**DIRECTIONS**
Beginning with the line where "Keypoint guideline: for each instance of the background" appears, repeat every remaining line of the entries exactly, the last line included.

....................

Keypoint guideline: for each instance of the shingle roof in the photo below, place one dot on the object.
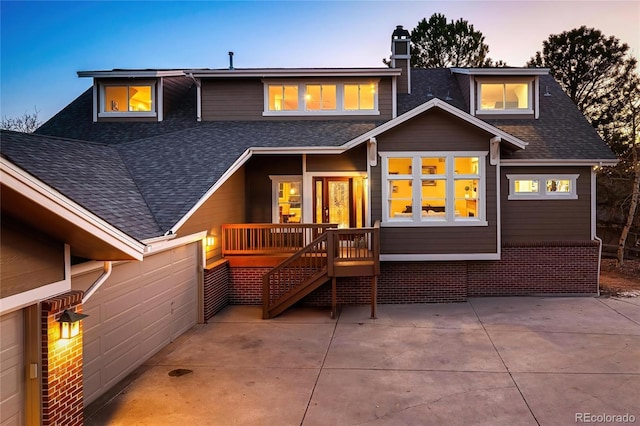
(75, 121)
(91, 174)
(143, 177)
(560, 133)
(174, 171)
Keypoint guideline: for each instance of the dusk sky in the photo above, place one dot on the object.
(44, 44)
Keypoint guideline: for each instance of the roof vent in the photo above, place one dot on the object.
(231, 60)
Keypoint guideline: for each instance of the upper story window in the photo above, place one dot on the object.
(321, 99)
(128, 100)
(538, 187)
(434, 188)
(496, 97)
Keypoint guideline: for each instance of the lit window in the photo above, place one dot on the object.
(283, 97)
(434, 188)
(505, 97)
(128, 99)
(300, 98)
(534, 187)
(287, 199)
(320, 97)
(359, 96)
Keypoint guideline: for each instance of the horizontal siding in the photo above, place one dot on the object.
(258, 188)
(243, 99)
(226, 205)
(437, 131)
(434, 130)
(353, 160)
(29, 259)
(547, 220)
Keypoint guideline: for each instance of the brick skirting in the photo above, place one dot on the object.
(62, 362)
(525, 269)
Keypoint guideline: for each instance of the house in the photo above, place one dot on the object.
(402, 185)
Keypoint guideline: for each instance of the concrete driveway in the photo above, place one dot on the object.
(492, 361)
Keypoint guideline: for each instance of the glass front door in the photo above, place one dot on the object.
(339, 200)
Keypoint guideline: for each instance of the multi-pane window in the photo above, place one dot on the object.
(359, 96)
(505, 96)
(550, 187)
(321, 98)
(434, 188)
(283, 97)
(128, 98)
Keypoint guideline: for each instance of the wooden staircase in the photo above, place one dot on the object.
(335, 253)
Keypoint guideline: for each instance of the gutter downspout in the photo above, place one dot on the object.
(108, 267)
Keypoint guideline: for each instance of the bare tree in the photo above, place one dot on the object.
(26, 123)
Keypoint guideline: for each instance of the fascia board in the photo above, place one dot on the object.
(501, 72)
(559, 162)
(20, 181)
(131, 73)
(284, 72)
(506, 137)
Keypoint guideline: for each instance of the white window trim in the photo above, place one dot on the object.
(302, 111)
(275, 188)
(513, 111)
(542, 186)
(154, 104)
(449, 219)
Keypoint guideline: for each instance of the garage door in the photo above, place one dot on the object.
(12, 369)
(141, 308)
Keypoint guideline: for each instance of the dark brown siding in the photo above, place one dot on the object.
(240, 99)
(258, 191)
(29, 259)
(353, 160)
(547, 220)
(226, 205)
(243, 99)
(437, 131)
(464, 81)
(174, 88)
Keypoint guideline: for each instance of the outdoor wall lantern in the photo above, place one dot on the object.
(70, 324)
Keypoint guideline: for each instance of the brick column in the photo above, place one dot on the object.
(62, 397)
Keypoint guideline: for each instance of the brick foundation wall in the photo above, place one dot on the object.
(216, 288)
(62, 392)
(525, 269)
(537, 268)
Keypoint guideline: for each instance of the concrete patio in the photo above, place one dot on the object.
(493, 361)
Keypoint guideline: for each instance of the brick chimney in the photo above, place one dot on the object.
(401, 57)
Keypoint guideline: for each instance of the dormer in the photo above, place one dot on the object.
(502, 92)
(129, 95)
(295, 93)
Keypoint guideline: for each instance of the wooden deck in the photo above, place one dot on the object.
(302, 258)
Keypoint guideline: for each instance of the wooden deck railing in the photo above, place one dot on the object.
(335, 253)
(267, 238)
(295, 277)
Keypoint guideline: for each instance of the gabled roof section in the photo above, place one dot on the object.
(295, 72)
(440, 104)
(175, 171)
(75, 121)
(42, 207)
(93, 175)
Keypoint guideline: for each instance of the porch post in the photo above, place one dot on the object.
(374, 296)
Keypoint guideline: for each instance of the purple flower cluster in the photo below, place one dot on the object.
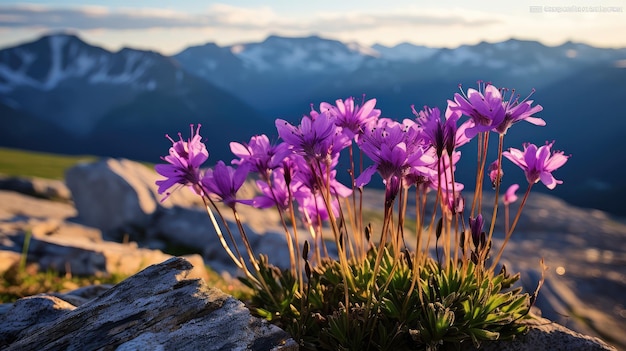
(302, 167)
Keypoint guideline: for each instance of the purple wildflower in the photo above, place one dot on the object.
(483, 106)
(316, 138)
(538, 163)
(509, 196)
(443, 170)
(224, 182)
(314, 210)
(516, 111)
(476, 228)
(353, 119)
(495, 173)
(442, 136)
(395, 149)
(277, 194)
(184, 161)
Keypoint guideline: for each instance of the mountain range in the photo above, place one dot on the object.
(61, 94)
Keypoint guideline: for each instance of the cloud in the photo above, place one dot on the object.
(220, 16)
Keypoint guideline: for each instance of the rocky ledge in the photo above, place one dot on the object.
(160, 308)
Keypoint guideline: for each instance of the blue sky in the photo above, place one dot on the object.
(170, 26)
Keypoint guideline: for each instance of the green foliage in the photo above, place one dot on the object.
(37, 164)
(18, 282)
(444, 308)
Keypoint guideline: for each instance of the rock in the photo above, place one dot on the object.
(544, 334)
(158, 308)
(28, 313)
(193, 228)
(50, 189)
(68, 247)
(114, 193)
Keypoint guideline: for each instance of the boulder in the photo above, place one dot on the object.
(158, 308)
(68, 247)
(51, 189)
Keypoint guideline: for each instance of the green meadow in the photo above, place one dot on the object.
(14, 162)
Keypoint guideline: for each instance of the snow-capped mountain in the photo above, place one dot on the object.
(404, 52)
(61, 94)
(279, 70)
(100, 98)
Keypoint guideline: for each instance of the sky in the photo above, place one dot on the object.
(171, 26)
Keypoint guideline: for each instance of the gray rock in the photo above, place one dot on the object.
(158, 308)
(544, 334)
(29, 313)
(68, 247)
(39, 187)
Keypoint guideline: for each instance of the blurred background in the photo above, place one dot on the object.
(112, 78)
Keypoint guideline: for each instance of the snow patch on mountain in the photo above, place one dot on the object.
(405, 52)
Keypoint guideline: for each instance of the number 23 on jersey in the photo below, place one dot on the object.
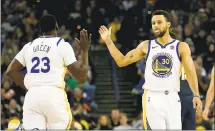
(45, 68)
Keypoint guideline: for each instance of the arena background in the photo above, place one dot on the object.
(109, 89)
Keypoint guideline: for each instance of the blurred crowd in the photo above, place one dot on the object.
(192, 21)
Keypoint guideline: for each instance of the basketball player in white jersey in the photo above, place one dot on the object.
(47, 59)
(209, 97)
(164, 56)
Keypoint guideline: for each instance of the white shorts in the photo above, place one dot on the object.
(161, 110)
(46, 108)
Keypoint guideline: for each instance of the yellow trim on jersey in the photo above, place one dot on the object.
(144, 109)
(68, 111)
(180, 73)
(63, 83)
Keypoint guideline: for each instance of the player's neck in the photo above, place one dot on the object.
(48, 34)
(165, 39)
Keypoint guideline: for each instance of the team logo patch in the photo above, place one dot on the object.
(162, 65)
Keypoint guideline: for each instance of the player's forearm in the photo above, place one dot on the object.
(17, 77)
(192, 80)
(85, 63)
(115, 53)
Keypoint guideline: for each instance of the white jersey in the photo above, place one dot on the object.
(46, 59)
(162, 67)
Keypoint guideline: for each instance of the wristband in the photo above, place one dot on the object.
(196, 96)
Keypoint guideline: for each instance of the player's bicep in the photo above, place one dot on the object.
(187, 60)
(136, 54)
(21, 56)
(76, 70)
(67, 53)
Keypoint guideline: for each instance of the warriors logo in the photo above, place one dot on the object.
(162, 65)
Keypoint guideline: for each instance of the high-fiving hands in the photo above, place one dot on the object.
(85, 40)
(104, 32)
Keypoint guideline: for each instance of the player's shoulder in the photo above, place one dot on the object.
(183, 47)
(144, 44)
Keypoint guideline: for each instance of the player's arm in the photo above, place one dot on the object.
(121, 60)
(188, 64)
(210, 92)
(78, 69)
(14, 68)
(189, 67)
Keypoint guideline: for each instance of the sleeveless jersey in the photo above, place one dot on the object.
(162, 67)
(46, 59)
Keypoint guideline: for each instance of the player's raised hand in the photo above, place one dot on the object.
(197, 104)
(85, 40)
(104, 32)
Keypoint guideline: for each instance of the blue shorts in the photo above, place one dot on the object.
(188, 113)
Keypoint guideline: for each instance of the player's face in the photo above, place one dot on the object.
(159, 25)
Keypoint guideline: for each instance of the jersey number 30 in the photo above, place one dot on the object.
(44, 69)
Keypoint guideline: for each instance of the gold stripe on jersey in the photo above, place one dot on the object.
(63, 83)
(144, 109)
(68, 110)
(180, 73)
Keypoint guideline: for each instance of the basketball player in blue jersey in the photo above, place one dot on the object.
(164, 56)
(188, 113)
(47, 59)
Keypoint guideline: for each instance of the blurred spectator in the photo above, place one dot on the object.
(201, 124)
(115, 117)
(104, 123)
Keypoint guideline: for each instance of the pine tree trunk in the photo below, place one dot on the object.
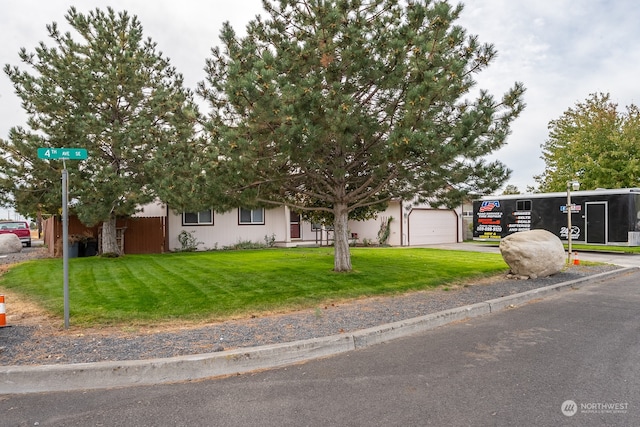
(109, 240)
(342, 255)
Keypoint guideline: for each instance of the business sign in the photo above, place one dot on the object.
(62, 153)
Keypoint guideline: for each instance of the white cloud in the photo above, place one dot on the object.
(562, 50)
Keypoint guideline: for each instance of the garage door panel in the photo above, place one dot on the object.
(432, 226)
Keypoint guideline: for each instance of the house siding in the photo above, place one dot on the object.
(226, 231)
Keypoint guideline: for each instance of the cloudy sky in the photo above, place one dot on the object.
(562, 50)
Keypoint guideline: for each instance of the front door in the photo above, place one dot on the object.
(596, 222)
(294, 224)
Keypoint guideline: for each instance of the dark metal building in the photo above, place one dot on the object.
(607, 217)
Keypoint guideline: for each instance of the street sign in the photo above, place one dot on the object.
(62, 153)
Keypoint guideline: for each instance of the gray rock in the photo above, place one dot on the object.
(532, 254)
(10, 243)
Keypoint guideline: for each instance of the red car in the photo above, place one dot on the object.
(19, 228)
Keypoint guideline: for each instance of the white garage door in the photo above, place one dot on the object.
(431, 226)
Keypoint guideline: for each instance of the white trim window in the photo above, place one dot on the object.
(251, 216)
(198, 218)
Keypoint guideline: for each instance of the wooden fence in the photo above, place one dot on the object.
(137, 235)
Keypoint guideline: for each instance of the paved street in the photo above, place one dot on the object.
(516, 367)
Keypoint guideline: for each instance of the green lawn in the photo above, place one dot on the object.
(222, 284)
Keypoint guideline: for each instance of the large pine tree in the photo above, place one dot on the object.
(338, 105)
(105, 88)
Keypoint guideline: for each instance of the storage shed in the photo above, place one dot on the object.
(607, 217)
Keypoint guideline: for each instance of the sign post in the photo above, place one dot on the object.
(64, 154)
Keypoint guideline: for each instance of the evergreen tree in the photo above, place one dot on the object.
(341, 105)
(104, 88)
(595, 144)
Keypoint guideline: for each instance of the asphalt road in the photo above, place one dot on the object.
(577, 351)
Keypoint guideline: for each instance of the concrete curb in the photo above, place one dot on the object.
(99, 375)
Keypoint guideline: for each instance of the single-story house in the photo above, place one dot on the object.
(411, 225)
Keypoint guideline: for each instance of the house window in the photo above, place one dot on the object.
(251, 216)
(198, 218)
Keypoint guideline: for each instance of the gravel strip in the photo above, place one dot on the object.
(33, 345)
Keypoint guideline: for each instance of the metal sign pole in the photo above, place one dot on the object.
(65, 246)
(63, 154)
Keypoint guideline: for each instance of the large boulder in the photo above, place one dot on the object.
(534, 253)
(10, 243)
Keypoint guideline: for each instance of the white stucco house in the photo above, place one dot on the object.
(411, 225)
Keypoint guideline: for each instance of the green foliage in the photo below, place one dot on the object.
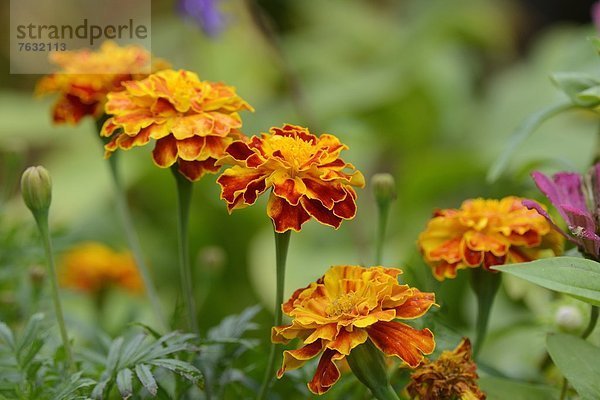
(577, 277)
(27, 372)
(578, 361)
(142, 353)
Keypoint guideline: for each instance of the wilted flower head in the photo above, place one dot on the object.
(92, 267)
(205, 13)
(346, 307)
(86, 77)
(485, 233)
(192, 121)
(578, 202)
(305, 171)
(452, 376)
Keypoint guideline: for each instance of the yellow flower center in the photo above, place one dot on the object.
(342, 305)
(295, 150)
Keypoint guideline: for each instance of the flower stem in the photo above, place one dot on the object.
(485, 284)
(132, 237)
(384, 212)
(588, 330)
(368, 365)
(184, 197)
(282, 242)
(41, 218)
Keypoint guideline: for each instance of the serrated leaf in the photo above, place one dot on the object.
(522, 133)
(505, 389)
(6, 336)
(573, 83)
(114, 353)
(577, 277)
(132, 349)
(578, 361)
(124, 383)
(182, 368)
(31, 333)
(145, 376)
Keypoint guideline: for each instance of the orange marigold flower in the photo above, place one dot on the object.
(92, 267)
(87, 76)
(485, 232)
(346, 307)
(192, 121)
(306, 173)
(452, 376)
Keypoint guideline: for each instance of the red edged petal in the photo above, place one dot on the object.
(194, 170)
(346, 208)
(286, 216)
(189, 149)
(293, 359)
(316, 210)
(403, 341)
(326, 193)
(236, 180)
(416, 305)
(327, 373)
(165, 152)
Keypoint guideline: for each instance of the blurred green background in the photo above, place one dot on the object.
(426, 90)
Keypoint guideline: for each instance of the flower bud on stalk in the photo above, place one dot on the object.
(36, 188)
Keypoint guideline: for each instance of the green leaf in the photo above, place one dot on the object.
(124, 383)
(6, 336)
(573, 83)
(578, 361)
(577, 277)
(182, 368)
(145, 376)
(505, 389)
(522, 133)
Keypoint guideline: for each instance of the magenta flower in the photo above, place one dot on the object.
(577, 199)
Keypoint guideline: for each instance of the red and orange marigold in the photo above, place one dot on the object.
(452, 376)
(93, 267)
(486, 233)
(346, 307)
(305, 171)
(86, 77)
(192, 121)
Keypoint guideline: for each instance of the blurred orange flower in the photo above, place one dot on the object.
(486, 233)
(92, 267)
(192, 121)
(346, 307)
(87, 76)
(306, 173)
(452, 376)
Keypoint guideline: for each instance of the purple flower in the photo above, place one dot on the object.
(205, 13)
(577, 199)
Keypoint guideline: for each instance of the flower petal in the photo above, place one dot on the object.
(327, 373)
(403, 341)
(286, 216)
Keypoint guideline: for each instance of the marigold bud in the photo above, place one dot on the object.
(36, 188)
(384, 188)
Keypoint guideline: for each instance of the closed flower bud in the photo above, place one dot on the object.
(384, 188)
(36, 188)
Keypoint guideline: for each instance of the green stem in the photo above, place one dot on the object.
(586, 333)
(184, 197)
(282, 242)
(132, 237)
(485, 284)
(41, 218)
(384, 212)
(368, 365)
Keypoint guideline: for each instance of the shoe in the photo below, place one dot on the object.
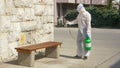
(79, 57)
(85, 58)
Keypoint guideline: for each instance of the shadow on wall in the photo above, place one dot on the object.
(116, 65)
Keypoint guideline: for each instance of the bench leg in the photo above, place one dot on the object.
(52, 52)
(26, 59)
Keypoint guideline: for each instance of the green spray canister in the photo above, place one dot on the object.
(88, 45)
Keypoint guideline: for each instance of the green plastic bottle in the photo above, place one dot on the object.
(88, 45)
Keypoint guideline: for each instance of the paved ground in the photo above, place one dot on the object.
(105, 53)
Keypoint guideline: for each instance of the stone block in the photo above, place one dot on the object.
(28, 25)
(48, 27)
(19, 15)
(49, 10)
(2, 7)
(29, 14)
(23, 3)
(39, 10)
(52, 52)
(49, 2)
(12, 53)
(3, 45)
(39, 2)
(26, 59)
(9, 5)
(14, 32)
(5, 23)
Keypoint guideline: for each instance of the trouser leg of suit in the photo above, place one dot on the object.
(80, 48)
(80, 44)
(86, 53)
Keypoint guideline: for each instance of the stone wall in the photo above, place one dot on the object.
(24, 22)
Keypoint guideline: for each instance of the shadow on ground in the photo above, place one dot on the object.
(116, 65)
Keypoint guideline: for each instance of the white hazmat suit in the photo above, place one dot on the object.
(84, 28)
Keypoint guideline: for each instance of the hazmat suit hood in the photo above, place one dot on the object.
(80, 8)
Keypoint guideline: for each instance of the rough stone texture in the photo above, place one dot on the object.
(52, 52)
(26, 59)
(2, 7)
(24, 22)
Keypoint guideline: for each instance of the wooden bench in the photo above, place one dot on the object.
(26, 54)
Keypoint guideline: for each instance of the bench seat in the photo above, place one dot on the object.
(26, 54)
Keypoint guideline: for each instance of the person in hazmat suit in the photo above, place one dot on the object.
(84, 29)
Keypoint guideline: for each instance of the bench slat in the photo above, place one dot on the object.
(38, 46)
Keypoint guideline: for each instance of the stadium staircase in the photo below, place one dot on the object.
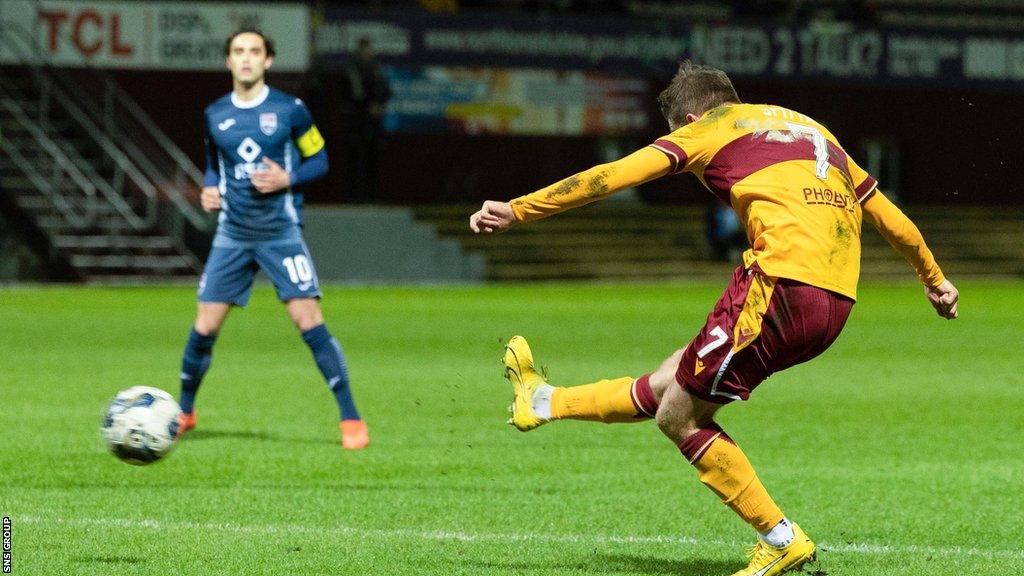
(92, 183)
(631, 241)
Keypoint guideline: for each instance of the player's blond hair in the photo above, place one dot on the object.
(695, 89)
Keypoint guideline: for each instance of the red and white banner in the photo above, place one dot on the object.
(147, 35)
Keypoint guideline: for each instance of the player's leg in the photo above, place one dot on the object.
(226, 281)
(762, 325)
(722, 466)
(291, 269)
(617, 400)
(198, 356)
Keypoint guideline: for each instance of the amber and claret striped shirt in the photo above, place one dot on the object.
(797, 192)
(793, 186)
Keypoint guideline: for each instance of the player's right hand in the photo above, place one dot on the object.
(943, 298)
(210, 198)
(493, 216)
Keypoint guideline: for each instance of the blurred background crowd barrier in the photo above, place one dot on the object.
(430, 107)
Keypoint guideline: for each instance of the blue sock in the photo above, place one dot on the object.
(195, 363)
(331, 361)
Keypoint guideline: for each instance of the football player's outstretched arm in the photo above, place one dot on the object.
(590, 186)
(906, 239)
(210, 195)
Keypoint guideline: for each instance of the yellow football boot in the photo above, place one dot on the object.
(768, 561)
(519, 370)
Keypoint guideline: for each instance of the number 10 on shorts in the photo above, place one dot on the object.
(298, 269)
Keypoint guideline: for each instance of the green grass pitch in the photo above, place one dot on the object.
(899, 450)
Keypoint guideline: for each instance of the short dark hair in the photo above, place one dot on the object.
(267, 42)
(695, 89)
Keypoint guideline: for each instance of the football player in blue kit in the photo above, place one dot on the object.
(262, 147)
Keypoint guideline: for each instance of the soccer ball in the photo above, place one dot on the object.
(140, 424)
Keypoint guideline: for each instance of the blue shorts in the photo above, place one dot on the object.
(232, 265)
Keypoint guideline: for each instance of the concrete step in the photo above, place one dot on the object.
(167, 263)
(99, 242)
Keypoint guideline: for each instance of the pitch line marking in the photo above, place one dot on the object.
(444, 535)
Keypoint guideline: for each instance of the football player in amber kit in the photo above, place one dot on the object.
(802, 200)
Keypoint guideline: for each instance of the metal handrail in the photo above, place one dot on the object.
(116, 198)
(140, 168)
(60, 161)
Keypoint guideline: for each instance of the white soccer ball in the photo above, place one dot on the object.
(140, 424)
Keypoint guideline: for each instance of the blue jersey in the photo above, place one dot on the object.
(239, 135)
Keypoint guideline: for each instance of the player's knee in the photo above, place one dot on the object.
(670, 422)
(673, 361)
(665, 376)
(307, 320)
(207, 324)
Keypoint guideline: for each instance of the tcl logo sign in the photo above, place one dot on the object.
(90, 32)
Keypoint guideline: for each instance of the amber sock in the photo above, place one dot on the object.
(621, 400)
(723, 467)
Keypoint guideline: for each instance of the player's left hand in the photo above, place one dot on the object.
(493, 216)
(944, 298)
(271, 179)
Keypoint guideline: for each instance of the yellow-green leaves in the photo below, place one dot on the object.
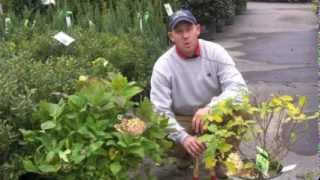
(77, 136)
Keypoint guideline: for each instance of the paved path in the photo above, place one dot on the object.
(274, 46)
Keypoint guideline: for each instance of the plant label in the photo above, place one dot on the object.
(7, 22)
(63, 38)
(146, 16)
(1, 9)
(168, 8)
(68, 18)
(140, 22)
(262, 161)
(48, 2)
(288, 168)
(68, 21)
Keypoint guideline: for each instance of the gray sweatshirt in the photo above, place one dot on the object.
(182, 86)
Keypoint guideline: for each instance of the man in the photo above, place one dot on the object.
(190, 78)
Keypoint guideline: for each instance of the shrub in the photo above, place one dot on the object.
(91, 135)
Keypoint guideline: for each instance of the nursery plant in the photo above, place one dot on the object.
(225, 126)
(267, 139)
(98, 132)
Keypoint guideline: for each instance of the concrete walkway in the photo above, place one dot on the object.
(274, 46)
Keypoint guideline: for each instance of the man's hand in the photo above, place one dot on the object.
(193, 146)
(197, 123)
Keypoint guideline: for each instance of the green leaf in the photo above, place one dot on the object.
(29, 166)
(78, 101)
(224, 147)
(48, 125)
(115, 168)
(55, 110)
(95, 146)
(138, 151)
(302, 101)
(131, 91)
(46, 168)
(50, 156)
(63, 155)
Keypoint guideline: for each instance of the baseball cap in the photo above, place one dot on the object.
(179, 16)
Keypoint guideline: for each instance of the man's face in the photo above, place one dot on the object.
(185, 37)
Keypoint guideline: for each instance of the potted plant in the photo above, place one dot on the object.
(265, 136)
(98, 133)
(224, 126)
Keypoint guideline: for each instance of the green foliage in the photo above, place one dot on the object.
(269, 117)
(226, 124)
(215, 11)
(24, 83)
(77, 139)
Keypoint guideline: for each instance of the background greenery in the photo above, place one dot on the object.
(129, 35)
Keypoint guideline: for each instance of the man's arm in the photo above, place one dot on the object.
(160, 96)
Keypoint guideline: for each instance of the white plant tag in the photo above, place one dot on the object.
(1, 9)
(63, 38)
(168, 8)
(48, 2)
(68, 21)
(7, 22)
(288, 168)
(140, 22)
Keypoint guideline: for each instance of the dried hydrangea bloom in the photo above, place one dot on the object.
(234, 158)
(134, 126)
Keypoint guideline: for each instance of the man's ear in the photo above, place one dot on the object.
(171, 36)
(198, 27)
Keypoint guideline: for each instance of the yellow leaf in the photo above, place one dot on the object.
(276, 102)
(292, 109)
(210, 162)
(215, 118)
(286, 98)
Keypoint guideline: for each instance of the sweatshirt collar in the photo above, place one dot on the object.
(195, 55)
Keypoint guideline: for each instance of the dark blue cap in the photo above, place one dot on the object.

....................

**FULL SOLUTION**
Keypoint guideline: for each instance of the background greenery in the photo above, place one dot on the object.
(129, 35)
Keypoint guideline: for each instance of the man's arm in the photo above, place one dot on the object.
(160, 96)
Keypoint guideline: for each instance of the white plant tag in the photo above, place one dot on the object.
(1, 9)
(63, 38)
(168, 8)
(48, 2)
(68, 21)
(7, 22)
(288, 168)
(140, 22)
Keypoint guideline: for each instance of the dried hydrangea bloom in the photo above, place one dot on the object.
(234, 158)
(134, 126)
Keypoint guideline: for each instance of the man's ear in the photo above, place one dot on the object.
(171, 36)
(198, 27)
Keypoint guideline: for each instance of the yellow leaf in the photo above, place one dot on the object.
(276, 102)
(292, 109)
(210, 162)
(215, 118)
(286, 98)
Keypoint guideline: for each instance of the sweatshirt collar in the photo above, place one dot on the object.
(195, 55)
Keypoint guideline: for each instance of the dark blue cap in the photo above, place one dot on the object.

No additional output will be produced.